### WORK INSTRUCTIONS
Everything from the line that contains "of the cracked" through the last line of the listing must be copied exactly, with both of those lines included and no others.

===== DATA SUPPLIED

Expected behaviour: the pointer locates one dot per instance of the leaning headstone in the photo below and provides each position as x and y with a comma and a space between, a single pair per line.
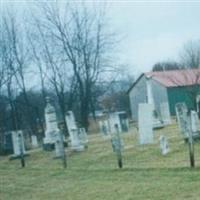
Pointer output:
165, 115
182, 118
34, 141
164, 146
145, 123
117, 145
124, 122
59, 146
75, 141
18, 143
73, 132
113, 121
195, 125
104, 129
51, 126
83, 137
60, 149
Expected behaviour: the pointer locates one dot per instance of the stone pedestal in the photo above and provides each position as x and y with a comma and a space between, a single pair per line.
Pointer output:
83, 137
164, 110
182, 118
73, 132
59, 145
113, 121
34, 141
164, 146
145, 123
195, 125
51, 126
18, 142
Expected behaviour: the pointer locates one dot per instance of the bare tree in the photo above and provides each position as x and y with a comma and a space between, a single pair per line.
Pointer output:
83, 42
190, 55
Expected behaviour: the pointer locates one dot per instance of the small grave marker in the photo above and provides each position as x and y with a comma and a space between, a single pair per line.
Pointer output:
117, 145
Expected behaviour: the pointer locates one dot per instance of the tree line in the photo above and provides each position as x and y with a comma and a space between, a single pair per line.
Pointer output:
62, 51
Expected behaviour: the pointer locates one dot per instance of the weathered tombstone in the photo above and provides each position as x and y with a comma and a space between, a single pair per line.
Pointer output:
51, 126
75, 142
104, 128
145, 123
113, 121
165, 115
117, 145
185, 125
124, 123
18, 146
83, 137
34, 141
73, 132
60, 149
18, 142
181, 114
195, 125
164, 146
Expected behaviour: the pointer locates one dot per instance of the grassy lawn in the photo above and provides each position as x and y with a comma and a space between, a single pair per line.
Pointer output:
94, 174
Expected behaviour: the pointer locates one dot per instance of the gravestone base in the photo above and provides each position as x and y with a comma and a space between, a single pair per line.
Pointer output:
48, 146
14, 157
78, 149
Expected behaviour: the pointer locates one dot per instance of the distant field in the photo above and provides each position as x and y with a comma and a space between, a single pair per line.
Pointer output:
94, 175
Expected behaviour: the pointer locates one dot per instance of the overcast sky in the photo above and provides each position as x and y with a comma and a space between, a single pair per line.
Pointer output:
152, 31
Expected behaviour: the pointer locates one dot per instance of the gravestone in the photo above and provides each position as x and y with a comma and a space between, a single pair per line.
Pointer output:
34, 141
73, 132
117, 145
104, 128
165, 115
59, 146
195, 125
83, 137
51, 126
124, 122
182, 118
113, 121
164, 146
145, 123
18, 143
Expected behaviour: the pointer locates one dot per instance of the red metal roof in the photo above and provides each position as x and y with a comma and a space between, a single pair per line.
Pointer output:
175, 78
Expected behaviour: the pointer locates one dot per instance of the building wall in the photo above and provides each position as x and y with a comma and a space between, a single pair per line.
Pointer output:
159, 94
181, 94
138, 94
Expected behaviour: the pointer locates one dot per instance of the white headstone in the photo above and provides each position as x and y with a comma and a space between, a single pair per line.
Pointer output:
18, 142
164, 110
182, 118
51, 123
113, 121
34, 141
195, 125
83, 136
145, 123
59, 146
164, 146
73, 132
104, 128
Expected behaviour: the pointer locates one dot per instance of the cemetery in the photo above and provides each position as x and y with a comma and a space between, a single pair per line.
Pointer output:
156, 163
97, 102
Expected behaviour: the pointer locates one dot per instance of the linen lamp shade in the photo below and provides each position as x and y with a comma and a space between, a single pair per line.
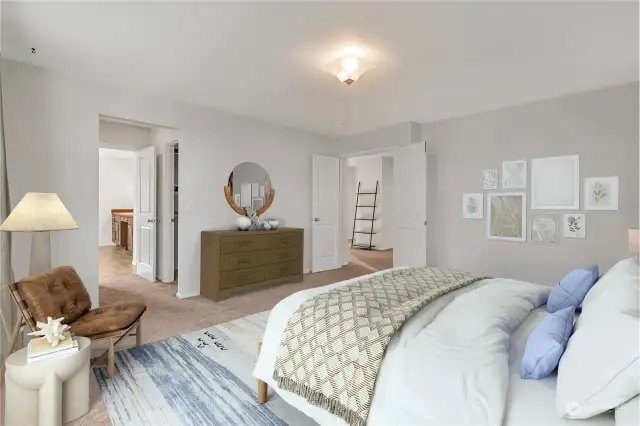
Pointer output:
37, 212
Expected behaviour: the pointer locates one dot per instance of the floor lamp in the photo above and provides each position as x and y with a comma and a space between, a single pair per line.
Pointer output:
38, 213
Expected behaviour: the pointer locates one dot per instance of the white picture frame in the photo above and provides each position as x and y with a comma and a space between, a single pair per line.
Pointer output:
490, 179
514, 174
545, 229
574, 225
510, 225
555, 183
473, 206
601, 193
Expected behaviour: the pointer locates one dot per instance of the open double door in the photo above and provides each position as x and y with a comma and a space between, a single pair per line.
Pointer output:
408, 209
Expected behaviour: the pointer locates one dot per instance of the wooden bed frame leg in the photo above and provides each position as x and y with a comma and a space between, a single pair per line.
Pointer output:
262, 386
139, 333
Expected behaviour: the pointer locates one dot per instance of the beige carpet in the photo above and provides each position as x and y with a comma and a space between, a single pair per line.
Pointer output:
168, 316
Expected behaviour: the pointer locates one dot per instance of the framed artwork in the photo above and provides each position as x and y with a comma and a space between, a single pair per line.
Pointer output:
507, 216
514, 174
473, 206
601, 193
544, 229
490, 179
574, 226
555, 183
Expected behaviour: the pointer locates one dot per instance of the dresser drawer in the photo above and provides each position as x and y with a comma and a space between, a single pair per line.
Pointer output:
243, 243
249, 259
241, 277
287, 254
289, 239
281, 270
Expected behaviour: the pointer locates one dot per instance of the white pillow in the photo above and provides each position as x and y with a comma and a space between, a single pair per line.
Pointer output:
628, 414
599, 368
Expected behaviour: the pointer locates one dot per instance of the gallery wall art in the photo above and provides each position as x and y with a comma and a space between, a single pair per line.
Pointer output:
545, 229
574, 226
490, 179
473, 206
555, 183
514, 174
507, 216
601, 193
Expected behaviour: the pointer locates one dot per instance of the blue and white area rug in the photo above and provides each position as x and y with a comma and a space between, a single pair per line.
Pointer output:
200, 378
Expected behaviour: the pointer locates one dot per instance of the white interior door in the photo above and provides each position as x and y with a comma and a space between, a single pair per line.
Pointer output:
144, 233
166, 193
325, 225
410, 205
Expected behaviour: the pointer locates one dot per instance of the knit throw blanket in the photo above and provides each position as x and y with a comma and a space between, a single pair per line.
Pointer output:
333, 345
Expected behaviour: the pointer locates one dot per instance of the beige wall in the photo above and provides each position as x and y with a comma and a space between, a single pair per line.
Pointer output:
600, 126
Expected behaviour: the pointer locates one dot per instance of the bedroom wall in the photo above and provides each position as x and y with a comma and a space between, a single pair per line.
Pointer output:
51, 128
116, 188
601, 126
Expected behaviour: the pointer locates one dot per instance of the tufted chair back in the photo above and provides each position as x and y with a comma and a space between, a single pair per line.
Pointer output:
55, 293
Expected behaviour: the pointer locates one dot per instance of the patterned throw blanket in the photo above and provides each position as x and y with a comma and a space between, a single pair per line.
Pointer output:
333, 345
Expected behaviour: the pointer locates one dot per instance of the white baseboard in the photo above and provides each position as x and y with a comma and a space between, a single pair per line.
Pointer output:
186, 295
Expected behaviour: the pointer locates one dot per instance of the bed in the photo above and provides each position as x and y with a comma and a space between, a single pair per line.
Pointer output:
414, 387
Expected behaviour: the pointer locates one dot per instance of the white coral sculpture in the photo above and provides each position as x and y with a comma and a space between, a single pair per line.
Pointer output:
53, 330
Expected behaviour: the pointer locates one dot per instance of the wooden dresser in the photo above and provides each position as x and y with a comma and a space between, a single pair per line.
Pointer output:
235, 261
122, 228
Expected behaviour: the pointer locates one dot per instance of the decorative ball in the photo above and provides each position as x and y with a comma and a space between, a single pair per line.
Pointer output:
243, 223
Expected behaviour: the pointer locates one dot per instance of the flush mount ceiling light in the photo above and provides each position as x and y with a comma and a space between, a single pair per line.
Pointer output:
349, 64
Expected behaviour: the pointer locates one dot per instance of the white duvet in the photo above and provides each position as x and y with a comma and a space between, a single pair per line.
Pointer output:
448, 365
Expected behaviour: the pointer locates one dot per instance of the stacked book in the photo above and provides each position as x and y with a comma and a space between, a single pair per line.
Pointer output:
40, 350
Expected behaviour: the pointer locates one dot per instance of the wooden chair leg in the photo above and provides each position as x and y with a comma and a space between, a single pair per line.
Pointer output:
262, 386
111, 361
139, 334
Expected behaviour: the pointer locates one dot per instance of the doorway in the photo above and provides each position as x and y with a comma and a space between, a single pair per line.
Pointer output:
368, 186
131, 187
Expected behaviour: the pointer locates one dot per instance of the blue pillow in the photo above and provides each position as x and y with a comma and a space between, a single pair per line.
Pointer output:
572, 289
546, 344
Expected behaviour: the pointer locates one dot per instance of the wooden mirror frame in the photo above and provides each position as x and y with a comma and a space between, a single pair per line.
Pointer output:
241, 210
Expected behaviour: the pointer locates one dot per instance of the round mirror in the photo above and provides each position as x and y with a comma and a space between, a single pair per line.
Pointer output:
249, 185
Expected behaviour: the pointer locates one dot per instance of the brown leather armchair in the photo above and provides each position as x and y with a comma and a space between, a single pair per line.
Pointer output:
61, 293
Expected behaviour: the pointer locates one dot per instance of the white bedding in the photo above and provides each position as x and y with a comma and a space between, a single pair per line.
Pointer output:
447, 366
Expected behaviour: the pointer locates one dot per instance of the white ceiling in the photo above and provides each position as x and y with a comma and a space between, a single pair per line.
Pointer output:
437, 60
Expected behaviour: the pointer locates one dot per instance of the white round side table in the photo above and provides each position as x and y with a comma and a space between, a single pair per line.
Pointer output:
47, 393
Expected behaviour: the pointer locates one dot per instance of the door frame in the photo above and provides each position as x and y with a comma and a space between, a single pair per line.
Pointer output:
343, 251
166, 267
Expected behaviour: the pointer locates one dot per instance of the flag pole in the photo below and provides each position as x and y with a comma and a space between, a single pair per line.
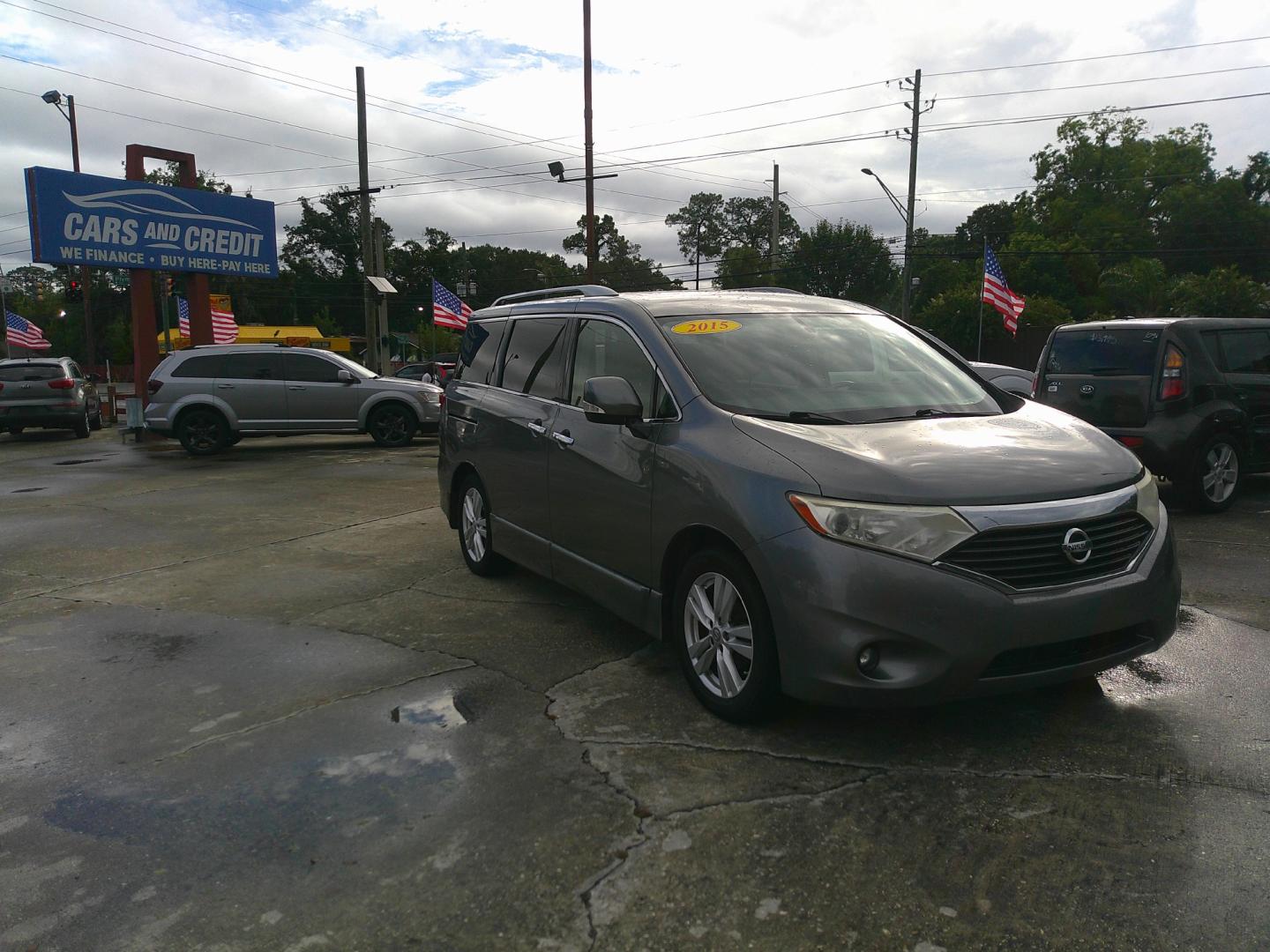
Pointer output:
4, 311
982, 279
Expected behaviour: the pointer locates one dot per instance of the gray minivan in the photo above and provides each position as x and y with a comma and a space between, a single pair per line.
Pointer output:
804, 494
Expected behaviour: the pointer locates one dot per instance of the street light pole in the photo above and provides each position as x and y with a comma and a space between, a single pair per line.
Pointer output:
55, 98
589, 145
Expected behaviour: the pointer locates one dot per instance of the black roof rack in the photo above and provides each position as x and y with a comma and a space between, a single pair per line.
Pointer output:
565, 291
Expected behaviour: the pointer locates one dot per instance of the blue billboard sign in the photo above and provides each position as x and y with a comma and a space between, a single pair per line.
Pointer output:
90, 219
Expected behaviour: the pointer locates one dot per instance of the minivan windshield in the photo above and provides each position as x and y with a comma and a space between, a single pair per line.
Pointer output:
822, 368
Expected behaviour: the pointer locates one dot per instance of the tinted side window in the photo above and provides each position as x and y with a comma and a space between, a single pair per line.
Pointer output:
534, 355
314, 369
609, 351
1246, 351
479, 351
251, 367
206, 366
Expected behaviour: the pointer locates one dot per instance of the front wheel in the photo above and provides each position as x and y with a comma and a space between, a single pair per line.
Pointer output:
723, 636
202, 432
1214, 476
475, 539
392, 426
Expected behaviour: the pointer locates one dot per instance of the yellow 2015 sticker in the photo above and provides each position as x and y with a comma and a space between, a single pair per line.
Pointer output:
712, 325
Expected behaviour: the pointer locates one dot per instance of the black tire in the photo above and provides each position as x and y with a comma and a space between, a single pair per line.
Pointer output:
723, 652
1214, 479
392, 426
204, 432
478, 544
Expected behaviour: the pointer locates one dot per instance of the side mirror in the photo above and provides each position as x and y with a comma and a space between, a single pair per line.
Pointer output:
611, 400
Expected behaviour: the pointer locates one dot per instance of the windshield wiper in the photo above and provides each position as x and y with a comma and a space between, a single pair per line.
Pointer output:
802, 417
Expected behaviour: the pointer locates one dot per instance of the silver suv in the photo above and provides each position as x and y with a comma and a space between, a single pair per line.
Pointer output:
51, 392
804, 495
211, 397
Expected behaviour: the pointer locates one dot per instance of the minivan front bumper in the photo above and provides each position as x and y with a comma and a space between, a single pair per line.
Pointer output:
943, 635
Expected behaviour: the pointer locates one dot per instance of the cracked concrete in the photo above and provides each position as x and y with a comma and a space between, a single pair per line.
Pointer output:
279, 714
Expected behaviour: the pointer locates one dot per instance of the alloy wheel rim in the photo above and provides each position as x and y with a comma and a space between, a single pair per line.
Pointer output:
1222, 471
202, 432
392, 424
719, 635
475, 524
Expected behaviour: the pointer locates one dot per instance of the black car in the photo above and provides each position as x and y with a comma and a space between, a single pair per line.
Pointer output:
1189, 395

==========

### THE RESULT
Expected behaviour: the pointer locates one dot per instance of the cracked concrete in the photo above and provides each position as x and y with a comma and a space between, a single pair per line.
Pointer output:
279, 714
Expected behaviour: the pointer locates one dot per instance of the alloy wheel rim in the photo above and provides each position as x and y with a comma and a space between, a single pair per line.
Pointer output:
1222, 471
202, 432
392, 424
719, 635
475, 524
Expected behaviour: the pointer locates one dot per instance of the black car in the photo above and provides each position as x and y with a comma and a space between, a single pair per line.
Pointer output:
1189, 395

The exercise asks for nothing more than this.